#### [TASKS TO CARRY OUT]
A. In the London equations article, who discovered the Meissner effect in 1933?
B. Extend the London equations article with a further passage that follows on from its last sentence.

#### [EXTRACT PROVIDED]
## Begin

London equations

London equations. The London equations are a pair of phenomenological partial differential equations formulated by the brothers Fritz London and Heinz London in 1935 to describe the electromagnetic properties of superconductors. They provided the first successful theoretical explanation of the Meissner effect, the complete expulsion of magnetic fields from a superconductor's interior. This work established a foundational framework for understanding electrodynamics in the superconducting state, predating the microscopic BCS theory by over two decades.

Introduction and historical context

The development of the London equations followed the landmark discovery of superconductivity by Heike Kamerlingh Onnes in Leiden in 1911. For years, the zero electrical resistance of materials like mercury and lead at low temperatures remained a profound mystery. A pivotal breakthrough came in 1933 with the discovery of the Meissner effect by Walther Meissner and Robert Ochsenfeld at the Physikalisch-Technische Bundesanstalt in Berlin, demonstrating that superconductors were not just perfect conductors but also perfect diamagnets. This finding challenged existing theories and prompted the London brothers, who were working at the University of Oxford after fleeing Nazi Germany, to seek a new electromagnetic description. Their work was influenced by contemporary ideas in quantum mechanics, particularly the concept of a macroscopic wave function, and built upon earlier attempts by Cornelius Gorter and Hendrik Casimir.

## End

#### [MATERIAL]
## Begin

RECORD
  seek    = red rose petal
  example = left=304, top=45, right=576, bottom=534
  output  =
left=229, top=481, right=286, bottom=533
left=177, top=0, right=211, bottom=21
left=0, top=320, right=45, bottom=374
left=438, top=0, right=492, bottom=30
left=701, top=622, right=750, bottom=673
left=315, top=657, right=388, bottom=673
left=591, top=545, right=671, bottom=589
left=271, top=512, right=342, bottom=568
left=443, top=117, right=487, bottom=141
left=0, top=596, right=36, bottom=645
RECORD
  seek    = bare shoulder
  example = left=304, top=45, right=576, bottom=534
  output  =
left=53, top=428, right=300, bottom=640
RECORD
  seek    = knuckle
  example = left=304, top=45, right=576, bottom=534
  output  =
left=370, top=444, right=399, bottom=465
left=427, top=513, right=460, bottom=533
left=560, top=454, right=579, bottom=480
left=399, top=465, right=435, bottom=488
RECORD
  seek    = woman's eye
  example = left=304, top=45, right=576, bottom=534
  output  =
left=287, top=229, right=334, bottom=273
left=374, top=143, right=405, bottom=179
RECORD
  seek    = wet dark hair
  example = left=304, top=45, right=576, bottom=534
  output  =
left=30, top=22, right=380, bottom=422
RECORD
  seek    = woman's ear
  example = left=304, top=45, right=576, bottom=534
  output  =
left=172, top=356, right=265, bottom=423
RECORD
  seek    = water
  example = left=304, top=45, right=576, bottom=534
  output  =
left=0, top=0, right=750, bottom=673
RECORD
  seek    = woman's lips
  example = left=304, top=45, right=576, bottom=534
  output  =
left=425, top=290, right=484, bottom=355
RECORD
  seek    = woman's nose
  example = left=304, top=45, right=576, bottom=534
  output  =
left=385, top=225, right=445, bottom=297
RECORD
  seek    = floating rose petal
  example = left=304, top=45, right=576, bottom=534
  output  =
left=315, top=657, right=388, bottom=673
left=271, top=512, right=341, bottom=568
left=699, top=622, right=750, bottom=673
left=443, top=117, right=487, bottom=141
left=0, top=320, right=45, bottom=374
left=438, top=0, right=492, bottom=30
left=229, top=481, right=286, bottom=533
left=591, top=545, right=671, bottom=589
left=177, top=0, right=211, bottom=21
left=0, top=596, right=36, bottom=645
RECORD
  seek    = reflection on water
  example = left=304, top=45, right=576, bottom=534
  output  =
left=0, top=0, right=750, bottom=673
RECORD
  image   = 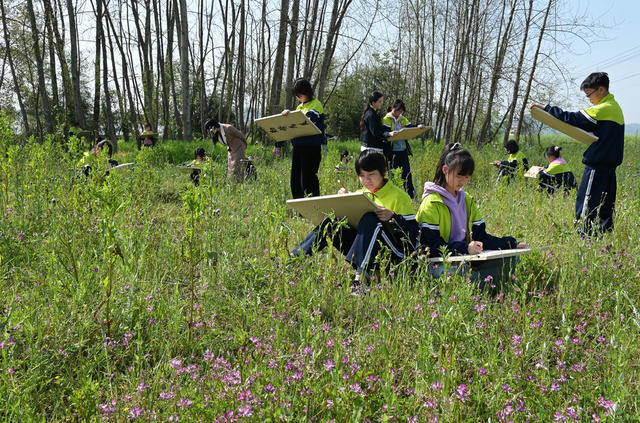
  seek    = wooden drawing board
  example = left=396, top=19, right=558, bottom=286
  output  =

## End

#### [RESPONSES TO THE TASKS]
A. Walther Meissner and Robert Ochsenfeld

B.
Formulation and mathematical description

The London equations consist of two key relations connecting the supercurrent density \(\mathbf{J}_s\) to the electromagnetic fields. The first London equation describes the dynamics of the supercurrent in response to an electric field \(\mathbf{E}\): \(\frac{\partial \mathbf{J}_s}{\partial t} = \frac{n_s e^2}{m} \mathbf{E}\), where \(n_s\) is the density of superconducting electrons, \(e\) is the elementary charge, and \(m\) is the electron mass. This implies an acceleration of superconducting carriers without scattering, leading to zero resistance. The second London equation, more crucial for explaining the Meissner effect, relates the supercurrent to the magnetic field \(\mathbf{B}\): \(\nabla \times \mathbf{J}_s = -\frac{n_s e^2}{m} \mathbf{B}\). When combined with Ampère's law from Maxwell's equations, \(\nabla \times \mathbf{B} = \mu_0 \mathbf{J}_s\), it yields the equation \(\nabla^2 \mathbf{B} = \frac{\mathbf{B}}{\lambda_L^2}\), where \(\lambda_L = \sqrt{\frac{m}{\mu_0 n_s e^2}}\) is the London penetration depth. This predicts an exponential decay of magnetic fields inside a superconductor over this characteristic length.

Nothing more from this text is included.